▶ [EXERCISE INPUTS]:
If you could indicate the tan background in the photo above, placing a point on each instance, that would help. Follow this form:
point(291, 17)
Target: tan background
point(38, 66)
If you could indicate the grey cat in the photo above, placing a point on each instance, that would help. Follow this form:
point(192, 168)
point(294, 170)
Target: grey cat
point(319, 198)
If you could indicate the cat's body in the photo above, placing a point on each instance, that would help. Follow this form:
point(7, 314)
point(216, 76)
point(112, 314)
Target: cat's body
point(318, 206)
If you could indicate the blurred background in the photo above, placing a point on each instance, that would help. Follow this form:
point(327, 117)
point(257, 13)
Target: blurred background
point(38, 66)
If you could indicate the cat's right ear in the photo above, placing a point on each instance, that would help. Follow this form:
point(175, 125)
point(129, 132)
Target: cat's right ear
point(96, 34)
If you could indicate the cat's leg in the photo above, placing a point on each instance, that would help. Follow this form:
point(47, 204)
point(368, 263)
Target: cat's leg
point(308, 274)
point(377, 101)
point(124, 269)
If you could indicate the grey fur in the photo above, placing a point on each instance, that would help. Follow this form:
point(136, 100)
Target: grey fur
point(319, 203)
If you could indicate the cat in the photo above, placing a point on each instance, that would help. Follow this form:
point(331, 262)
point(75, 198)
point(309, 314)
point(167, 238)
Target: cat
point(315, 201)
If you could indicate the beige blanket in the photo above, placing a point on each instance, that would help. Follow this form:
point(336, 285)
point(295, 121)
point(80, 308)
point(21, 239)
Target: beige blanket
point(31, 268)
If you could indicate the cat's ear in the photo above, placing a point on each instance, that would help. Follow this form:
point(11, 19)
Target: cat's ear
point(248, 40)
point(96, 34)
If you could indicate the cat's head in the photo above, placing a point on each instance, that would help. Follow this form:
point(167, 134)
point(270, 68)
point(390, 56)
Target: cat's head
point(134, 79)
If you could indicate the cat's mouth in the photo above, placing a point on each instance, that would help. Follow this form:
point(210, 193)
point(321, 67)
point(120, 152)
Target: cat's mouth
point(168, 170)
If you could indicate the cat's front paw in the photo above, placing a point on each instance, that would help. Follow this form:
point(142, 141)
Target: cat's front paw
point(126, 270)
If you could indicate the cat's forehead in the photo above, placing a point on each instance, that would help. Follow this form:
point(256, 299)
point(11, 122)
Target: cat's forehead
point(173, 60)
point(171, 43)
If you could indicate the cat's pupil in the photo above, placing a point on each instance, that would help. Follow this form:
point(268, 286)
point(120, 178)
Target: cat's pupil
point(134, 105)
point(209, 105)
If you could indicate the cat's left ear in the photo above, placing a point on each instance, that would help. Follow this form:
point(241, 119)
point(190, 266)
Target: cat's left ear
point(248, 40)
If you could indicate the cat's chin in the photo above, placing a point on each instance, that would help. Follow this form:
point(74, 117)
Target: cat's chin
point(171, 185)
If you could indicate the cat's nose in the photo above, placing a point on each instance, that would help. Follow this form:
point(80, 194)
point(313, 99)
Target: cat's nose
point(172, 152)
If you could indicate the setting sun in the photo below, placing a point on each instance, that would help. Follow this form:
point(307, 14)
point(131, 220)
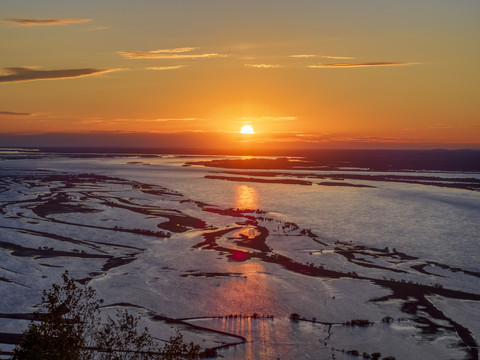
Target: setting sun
point(247, 129)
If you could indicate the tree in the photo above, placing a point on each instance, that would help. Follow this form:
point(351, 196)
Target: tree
point(65, 328)
point(69, 328)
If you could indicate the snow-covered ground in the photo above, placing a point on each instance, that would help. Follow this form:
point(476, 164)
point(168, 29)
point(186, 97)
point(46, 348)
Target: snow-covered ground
point(225, 274)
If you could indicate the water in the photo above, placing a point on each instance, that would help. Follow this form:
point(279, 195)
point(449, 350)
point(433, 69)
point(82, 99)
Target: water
point(433, 223)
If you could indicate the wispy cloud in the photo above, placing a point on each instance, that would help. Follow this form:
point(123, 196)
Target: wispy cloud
point(40, 22)
point(173, 53)
point(303, 56)
point(14, 113)
point(338, 57)
point(174, 67)
point(306, 56)
point(16, 74)
point(264, 118)
point(177, 119)
point(364, 64)
point(263, 66)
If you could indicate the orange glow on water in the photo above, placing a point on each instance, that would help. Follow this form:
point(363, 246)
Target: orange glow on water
point(246, 197)
point(246, 294)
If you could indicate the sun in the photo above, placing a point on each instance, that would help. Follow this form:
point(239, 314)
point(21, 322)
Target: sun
point(247, 129)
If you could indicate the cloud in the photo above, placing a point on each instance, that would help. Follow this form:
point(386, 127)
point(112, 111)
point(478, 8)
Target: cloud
point(174, 53)
point(177, 119)
point(16, 74)
point(365, 64)
point(264, 118)
point(303, 56)
point(39, 22)
point(13, 113)
point(263, 66)
point(337, 57)
point(174, 67)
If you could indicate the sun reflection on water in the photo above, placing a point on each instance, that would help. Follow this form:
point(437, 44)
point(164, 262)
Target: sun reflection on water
point(246, 197)
point(248, 293)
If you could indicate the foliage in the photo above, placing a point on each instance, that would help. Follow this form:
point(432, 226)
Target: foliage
point(68, 328)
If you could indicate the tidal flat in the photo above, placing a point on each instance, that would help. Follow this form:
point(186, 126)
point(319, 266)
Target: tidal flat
point(246, 281)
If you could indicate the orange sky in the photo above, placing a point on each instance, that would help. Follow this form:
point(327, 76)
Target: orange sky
point(304, 74)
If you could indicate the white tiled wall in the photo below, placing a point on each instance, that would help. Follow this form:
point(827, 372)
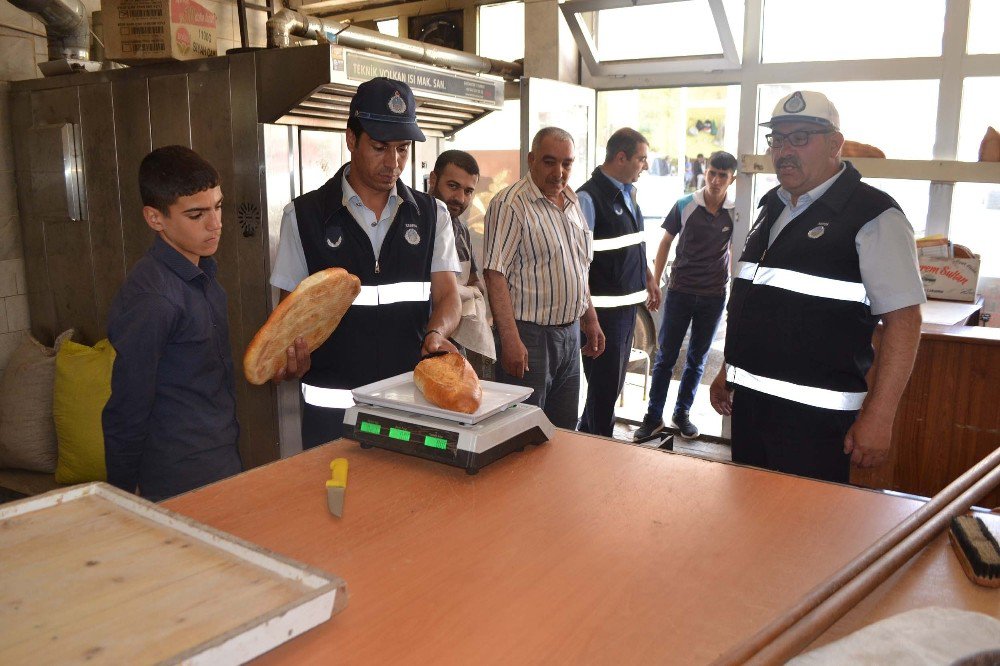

▶ [WHAT IS REQUIRED]: Copy all of the items above word for word, but leave out the pictures.

▶ [RESULT BELOW]:
If you could indicate the tan background in the photo above, placing a point on each instance, that would help. Follow this form:
point(291, 17)
Target: tan background
point(38, 66)
If you could indicate the grey cat in the photo above, placing a point on each instance, that would help. Follow this form:
point(192, 168)
point(294, 170)
Target: grey cat
point(319, 198)
If you could indicate the cat's body in the photo above, placing a point on each instance, that would help. Follow this form:
point(7, 314)
point(216, 76)
point(112, 314)
Target: cat's body
point(318, 206)
If you could indicate the blurred background in the photo above, placing a point on each instance, that would help. Follow this form:
point(327, 117)
point(257, 13)
Target: blurred background
point(38, 66)
If you could indicate the cat's right ear in the photo above, placing a point on each instance, that would help. Follow this form:
point(175, 125)
point(129, 132)
Target: cat's right ear
point(96, 34)
If you could indicate the cat's leg in the photo above, placing a point on each instance, that would help. Follow this form:
point(47, 204)
point(368, 263)
Target: cat's leg
point(308, 274)
point(377, 101)
point(124, 269)
If you could indicate the grey fur in the photo above, placing a point on each instance, that would help. Follow this form:
point(136, 100)
Target: grey fur
point(319, 203)
If you could indicate the cat in the photo above, placing a point on each instance, that would help. Follow this form:
point(331, 262)
point(75, 198)
point(309, 314)
point(167, 238)
Target: cat
point(315, 201)
If you could indicate the beige blanket in the photo above, placing a point on each instance, that would help. Follow this form:
point(336, 285)
point(295, 121)
point(80, 308)
point(21, 239)
Target: beige blanket
point(31, 268)
If you could indicate the cat's ear in the photo above, placing a point on each instance, that would help. Follow this form:
point(11, 19)
Target: cat's ear
point(248, 40)
point(96, 34)
If you could indicate the cat's head in the photo above, placing a point on each instance, that would help. Follow this form:
point(167, 134)
point(270, 68)
point(390, 56)
Target: cat's head
point(134, 79)
If you could indicate the cat's mouth in the photo above, placing a point on each instance, that would help. Follow this form:
point(210, 193)
point(321, 67)
point(120, 152)
Target: cat's mouth
point(168, 170)
If you could indicate the cat's front paw in the photo above, placing a point on each instance, that would help. Follow this form:
point(142, 141)
Target: cat's front paw
point(126, 270)
If you could indicate the cat's forehead in the photo above, placing a point on each instance, that would help. Follow this form:
point(256, 299)
point(11, 122)
Target: cat's forehead
point(173, 60)
point(171, 43)
If you could indicate the cat's pupil in the photo above, placing a point on each instance, that would help. Follow this form:
point(268, 286)
point(120, 178)
Target: cat's pupil
point(134, 105)
point(209, 105)
If you could indicate the cat's left ear in the photo above, placing a point on each instance, that would help. Follow this form:
point(241, 119)
point(190, 266)
Target: cat's left ear
point(248, 40)
If you could indicate the cat's chin in the photo above, placing a point on each instance, that would help. Follow this form:
point(74, 117)
Target: cat's chin
point(171, 185)
If you could indicate the cat's nose in the photo above, placing a point on each instance, that would help. Follow this form:
point(80, 194)
point(313, 99)
Target: cat's nose
point(172, 152)
If you could indicate the setting sun in the photo below, placing a point on each instance, that would help. Follow this form:
point(307, 14)
point(131, 220)
Target: setting sun
point(247, 129)
If you could indicate the tree in the photo above, placing a point on each instance, that would help. Follow this form:
point(351, 196)
Target: tree
point(65, 328)
point(69, 328)
If you could indicate the snow-covered ground in the photo above, placing a point on each instance, that would help. Follow this form:
point(476, 164)
point(168, 29)
point(186, 97)
point(46, 348)
Target: snow-covered ground
point(225, 274)
If you could indicate the water in the photo above, placing a point on each instance, that would help. Follow this form:
point(279, 195)
point(449, 350)
point(433, 69)
point(82, 99)
Target: water
point(433, 223)
If you could indicate the wispy cloud in the photo above, placing a point on each instance, that would help. Follow this form:
point(123, 196)
Target: wispy cloud
point(40, 22)
point(173, 53)
point(303, 56)
point(14, 113)
point(338, 57)
point(174, 67)
point(306, 56)
point(16, 74)
point(264, 118)
point(177, 119)
point(364, 64)
point(263, 66)
If you could indicate the orange glow on water in the photo above, placing a point on each instance, that would help. Follow this form:
point(363, 246)
Target: orange glow on water
point(246, 197)
point(246, 294)
If you could indicate the sun in the photo above, placing a point on each instance, that would help. Follow this form:
point(239, 314)
point(21, 322)
Target: sun
point(247, 129)
If you could indicate the cloud in the photo above, placing a point on each instance, that would help. Follow this form:
point(386, 127)
point(112, 111)
point(478, 8)
Target: cloud
point(174, 53)
point(177, 119)
point(16, 74)
point(365, 64)
point(264, 118)
point(303, 56)
point(39, 22)
point(13, 113)
point(263, 66)
point(337, 57)
point(174, 67)
If you could indicate the sun reflection on water in the photo above, placing a point on each instance, that would help. Follow this form:
point(437, 44)
point(164, 262)
Target: sun reflection on water
point(246, 197)
point(248, 293)
If you could indicate the foliage in the photo above, placing a point on each instance, that would help. Follow this form:
point(432, 226)
Target: foliage
point(68, 328)
If you could indicate the tidal flat in the photo above, placing a point on each instance, that would help. Follow this form:
point(186, 126)
point(319, 266)
Target: tidal flat
point(246, 281)
If you could indicate the orange sky in the photo above, placing a point on each instance, that would help. Follow this form:
point(327, 76)
Target: orange sky
point(304, 74)
If you could indicate the white tiled wall in the photo below, placing a point on each instance, that would help. Follow this form:
point(827, 372)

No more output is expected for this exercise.